→ **WHAT YOU SHOULD DO**
From the entries below, pull out each line where "walking" appears.

→ **RECORDS FOR THE EXERCISE**
──────

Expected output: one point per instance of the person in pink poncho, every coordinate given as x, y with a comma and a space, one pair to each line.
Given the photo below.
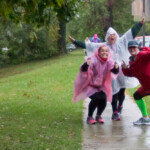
94, 81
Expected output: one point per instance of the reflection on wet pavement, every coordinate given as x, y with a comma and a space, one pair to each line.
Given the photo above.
116, 135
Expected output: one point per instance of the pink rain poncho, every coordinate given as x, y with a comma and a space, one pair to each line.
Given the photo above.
97, 78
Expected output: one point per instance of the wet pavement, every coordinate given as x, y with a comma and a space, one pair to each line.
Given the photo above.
116, 135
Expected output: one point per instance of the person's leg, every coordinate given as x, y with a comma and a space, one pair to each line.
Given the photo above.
102, 102
121, 97
115, 115
114, 102
138, 96
140, 103
91, 108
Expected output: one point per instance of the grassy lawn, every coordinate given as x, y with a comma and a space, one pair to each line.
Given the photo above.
37, 112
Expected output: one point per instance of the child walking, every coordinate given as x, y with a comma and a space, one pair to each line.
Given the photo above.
94, 81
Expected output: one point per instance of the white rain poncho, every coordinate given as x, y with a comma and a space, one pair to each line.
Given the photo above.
119, 53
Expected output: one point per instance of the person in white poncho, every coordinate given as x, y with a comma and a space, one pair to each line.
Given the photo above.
119, 52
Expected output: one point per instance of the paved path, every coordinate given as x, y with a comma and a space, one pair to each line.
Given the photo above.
116, 135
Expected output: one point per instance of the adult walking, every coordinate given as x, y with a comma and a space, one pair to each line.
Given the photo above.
94, 81
138, 67
119, 51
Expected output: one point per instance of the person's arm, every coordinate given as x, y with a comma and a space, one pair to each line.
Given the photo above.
77, 43
115, 70
84, 67
127, 72
137, 27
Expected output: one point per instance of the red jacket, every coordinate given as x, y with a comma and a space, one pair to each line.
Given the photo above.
140, 68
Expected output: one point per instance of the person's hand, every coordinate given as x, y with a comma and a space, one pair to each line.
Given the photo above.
123, 65
116, 66
89, 61
71, 39
143, 19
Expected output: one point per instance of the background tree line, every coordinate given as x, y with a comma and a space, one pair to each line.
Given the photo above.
38, 29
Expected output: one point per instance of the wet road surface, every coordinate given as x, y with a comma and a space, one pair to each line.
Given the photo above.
116, 135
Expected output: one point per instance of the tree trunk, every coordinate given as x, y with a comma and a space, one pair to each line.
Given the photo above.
62, 38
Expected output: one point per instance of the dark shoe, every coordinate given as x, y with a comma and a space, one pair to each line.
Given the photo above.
115, 116
90, 120
142, 121
99, 119
120, 109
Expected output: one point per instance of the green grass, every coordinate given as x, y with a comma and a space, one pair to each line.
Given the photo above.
147, 98
36, 108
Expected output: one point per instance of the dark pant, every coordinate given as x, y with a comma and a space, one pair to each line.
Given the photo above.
118, 99
98, 100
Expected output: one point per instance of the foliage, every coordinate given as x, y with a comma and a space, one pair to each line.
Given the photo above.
37, 112
94, 17
26, 43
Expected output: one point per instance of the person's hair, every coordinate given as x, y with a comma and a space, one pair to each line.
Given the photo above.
101, 47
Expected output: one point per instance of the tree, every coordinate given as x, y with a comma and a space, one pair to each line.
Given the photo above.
95, 17
37, 12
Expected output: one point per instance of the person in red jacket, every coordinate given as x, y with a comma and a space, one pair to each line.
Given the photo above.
139, 67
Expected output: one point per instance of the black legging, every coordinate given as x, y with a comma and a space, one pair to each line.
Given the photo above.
118, 97
97, 100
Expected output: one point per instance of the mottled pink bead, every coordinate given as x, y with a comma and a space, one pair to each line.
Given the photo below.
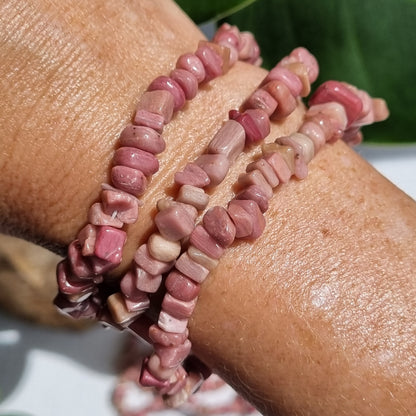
69, 284
215, 165
282, 170
255, 177
178, 308
266, 170
143, 258
292, 81
336, 91
190, 268
168, 84
255, 122
193, 64
129, 180
159, 102
79, 264
143, 138
174, 222
241, 219
181, 287
120, 204
286, 102
171, 324
229, 140
97, 216
303, 55
109, 244
212, 62
148, 119
147, 282
192, 175
167, 339
219, 226
173, 356
262, 100
86, 238
204, 242
136, 159
315, 133
255, 193
186, 81
257, 218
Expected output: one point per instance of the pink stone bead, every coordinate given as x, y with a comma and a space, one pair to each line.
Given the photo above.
136, 159
186, 81
191, 269
168, 84
255, 177
255, 122
97, 216
266, 170
148, 119
257, 218
261, 99
118, 310
155, 267
286, 102
315, 133
124, 206
201, 258
193, 64
255, 193
178, 308
282, 170
229, 140
336, 91
86, 238
219, 226
109, 244
79, 264
69, 284
129, 180
280, 73
194, 196
212, 62
216, 167
159, 102
147, 282
171, 357
241, 219
143, 138
204, 242
171, 324
181, 287
167, 339
303, 55
174, 222
192, 175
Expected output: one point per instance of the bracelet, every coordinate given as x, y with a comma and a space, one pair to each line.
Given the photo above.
180, 250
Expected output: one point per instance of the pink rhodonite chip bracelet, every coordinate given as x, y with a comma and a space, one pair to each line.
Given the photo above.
181, 252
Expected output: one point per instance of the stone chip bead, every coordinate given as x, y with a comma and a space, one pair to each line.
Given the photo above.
159, 102
229, 140
219, 226
143, 138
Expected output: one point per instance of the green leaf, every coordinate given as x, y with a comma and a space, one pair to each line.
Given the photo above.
202, 11
370, 44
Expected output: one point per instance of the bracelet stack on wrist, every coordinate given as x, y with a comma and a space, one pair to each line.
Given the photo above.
179, 255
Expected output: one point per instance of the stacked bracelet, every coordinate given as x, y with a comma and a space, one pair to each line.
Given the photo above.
180, 252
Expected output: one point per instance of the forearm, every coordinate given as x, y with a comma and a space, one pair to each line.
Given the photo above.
316, 315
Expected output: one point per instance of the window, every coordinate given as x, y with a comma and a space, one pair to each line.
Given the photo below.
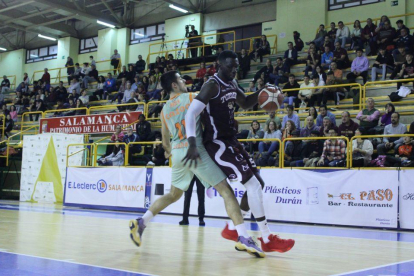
87, 45
148, 33
41, 54
341, 4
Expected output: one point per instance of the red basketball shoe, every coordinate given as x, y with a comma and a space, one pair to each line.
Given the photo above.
229, 234
276, 244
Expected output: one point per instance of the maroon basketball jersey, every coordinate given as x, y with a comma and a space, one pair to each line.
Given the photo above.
218, 116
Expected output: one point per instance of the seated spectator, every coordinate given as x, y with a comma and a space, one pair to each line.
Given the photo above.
340, 57
386, 35
255, 132
362, 150
327, 58
309, 127
342, 34
404, 156
244, 61
320, 36
383, 63
386, 118
368, 117
272, 133
291, 96
334, 151
313, 60
291, 116
359, 67
390, 143
298, 41
116, 158
5, 85
290, 58
294, 151
262, 48
407, 69
348, 126
333, 93
323, 112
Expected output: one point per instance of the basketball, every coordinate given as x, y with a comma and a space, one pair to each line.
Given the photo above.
270, 99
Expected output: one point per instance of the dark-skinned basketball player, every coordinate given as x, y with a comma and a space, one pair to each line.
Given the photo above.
217, 99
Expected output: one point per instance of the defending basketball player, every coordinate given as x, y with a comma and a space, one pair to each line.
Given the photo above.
172, 119
217, 99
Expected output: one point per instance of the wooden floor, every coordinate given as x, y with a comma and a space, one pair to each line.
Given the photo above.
101, 239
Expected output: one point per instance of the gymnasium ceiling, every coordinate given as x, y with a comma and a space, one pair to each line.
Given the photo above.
22, 20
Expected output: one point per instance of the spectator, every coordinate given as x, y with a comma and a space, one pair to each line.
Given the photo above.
115, 59
116, 158
362, 150
383, 63
407, 69
359, 67
348, 126
5, 85
327, 58
390, 143
323, 110
140, 65
244, 61
290, 58
385, 35
309, 127
342, 34
320, 36
291, 96
334, 151
341, 57
255, 132
143, 129
91, 77
262, 48
298, 41
271, 133
368, 38
333, 93
386, 118
294, 151
356, 36
368, 118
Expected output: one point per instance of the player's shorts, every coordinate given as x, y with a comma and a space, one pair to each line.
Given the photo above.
207, 171
232, 159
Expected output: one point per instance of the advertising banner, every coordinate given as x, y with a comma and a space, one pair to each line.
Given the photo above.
88, 124
348, 197
118, 187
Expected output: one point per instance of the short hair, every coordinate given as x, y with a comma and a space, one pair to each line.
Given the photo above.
225, 55
167, 79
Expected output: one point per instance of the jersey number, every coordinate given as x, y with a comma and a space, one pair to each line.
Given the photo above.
180, 128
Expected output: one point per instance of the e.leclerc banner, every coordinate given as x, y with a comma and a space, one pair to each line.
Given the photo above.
87, 124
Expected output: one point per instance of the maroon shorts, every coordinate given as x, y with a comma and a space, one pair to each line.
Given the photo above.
232, 159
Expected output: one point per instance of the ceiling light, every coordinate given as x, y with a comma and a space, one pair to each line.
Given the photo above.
177, 8
46, 37
105, 24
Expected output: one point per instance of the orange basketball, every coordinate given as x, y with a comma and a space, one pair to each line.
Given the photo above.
270, 98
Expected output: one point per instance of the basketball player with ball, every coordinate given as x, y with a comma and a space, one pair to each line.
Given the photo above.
217, 99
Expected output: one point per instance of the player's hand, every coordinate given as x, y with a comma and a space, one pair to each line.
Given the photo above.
192, 155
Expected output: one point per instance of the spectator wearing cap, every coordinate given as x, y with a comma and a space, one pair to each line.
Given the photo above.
359, 67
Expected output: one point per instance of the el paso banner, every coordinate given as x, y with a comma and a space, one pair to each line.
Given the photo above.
88, 124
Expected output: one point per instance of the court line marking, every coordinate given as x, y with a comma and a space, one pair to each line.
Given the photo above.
374, 267
77, 263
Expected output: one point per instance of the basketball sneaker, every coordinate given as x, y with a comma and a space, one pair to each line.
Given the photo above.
277, 244
249, 245
137, 227
229, 234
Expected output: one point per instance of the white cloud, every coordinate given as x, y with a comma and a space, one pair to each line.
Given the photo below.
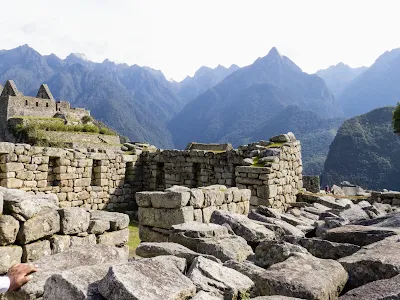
179, 36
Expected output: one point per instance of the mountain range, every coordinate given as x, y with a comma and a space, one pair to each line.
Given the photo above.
236, 105
337, 77
365, 152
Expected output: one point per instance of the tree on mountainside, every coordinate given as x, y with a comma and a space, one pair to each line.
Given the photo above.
396, 119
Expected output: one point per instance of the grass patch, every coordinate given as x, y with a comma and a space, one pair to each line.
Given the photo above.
275, 145
256, 163
134, 239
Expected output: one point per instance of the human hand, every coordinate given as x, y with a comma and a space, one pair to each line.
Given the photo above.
19, 274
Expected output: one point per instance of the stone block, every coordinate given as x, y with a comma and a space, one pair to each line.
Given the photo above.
12, 167
9, 256
98, 226
117, 221
59, 243
115, 238
74, 220
165, 218
44, 224
147, 234
196, 198
9, 227
82, 182
77, 241
133, 280
36, 250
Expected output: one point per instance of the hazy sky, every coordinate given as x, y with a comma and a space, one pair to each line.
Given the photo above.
179, 36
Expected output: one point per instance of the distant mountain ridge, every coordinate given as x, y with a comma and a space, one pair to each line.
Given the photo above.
249, 97
339, 76
365, 152
378, 86
135, 101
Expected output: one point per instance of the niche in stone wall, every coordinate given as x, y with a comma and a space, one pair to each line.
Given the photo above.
96, 171
160, 176
197, 174
51, 175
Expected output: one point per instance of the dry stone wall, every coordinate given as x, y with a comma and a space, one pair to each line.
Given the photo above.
108, 179
159, 211
33, 226
277, 177
92, 180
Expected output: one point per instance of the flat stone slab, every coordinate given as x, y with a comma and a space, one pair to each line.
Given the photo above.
201, 230
148, 250
380, 289
228, 248
271, 252
147, 279
117, 221
76, 284
380, 260
358, 234
248, 229
216, 279
301, 275
323, 248
9, 256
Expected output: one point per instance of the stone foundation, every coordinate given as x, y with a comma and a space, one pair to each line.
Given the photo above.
33, 226
159, 211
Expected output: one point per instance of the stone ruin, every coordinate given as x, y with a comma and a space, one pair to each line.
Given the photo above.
109, 179
214, 225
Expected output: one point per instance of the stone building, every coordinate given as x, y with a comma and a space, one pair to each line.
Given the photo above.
109, 179
14, 104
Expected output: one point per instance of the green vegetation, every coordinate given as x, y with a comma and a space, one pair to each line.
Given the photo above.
365, 152
86, 119
396, 119
275, 145
134, 239
256, 163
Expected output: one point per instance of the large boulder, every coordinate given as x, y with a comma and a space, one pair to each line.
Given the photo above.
227, 248
76, 284
323, 248
391, 220
44, 224
147, 279
214, 278
9, 228
271, 252
205, 296
358, 234
148, 250
376, 290
380, 260
74, 220
301, 275
71, 258
114, 238
9, 256
24, 206
286, 228
248, 229
117, 221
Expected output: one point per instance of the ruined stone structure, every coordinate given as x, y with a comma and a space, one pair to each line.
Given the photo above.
33, 226
159, 211
109, 179
14, 104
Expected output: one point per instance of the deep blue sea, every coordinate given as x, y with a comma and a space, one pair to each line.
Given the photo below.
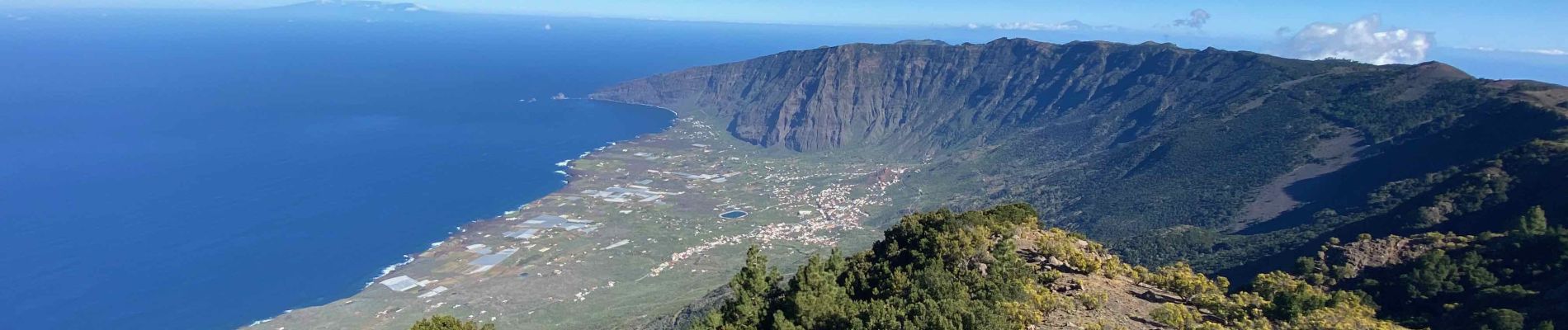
205, 169
191, 169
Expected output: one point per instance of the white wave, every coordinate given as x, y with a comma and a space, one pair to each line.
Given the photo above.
390, 270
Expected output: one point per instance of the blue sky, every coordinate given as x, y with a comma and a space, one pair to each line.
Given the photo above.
1465, 24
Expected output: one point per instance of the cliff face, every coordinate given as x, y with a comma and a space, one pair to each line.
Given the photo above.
914, 99
1123, 141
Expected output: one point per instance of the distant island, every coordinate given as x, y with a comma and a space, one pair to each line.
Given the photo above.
1333, 188
347, 7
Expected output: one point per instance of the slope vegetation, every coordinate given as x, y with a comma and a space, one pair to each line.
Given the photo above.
1230, 160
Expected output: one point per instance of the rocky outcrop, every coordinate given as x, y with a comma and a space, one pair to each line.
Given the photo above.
1120, 139
918, 97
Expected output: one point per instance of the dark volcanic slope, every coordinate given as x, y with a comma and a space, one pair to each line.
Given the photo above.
1155, 148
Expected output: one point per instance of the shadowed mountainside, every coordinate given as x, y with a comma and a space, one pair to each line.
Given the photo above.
1159, 150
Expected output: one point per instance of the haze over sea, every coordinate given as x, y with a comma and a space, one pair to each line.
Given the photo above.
205, 169
209, 169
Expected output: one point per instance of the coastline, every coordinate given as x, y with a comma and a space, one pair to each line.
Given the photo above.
460, 230
606, 272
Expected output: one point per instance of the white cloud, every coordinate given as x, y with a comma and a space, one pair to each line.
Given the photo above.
1363, 40
1195, 19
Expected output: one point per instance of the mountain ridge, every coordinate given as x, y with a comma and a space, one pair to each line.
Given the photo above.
1122, 141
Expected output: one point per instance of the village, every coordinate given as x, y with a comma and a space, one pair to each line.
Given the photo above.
687, 200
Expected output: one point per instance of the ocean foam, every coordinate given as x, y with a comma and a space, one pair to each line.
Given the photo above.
390, 270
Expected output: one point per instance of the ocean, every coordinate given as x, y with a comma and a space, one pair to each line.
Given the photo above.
200, 169
207, 169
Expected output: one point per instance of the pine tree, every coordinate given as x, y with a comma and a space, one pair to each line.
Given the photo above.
752, 288
1533, 223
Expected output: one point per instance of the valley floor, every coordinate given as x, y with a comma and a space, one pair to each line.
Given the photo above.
635, 235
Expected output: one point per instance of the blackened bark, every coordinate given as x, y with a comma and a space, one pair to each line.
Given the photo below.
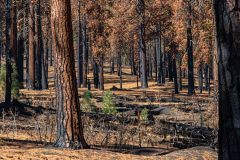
84, 51
170, 69
190, 49
31, 34
39, 45
206, 77
132, 52
8, 54
1, 37
228, 37
141, 42
175, 76
200, 78
69, 123
20, 62
95, 74
101, 72
80, 47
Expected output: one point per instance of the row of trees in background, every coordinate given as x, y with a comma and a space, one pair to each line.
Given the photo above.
158, 39
162, 37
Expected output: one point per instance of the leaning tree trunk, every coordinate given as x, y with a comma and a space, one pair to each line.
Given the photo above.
9, 49
69, 123
228, 27
141, 41
31, 34
190, 50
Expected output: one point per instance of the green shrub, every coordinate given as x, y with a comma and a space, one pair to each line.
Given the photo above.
87, 104
15, 84
144, 115
108, 104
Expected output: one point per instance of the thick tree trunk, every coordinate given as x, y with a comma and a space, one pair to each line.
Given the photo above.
9, 49
141, 43
190, 49
69, 124
228, 27
31, 42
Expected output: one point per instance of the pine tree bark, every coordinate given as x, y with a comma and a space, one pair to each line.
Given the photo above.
141, 43
190, 49
228, 37
31, 34
84, 51
9, 49
69, 124
39, 45
101, 72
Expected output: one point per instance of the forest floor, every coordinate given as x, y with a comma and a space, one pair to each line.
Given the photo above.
182, 123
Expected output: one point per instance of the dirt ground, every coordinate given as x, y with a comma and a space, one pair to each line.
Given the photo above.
31, 136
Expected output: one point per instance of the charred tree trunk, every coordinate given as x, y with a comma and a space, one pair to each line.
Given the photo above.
190, 49
69, 124
80, 47
101, 73
20, 67
206, 77
141, 43
175, 76
9, 49
95, 74
31, 34
200, 79
228, 36
84, 51
1, 37
170, 68
39, 45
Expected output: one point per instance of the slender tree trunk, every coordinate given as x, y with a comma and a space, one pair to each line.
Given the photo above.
180, 75
9, 49
1, 37
112, 66
200, 79
228, 36
101, 73
20, 62
120, 70
141, 43
31, 42
69, 124
175, 76
95, 74
84, 49
170, 68
190, 50
80, 47
39, 45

──────

→ **RESPONSE TO THE TASK**
Expected output: one point per instance of the child walking, every coordinate given as x, y with a comma and a space, one pair to each line.
Expected output: one point per instance of the adult walking, every coordinate given as x, y with a comma and a space, one pair to each line.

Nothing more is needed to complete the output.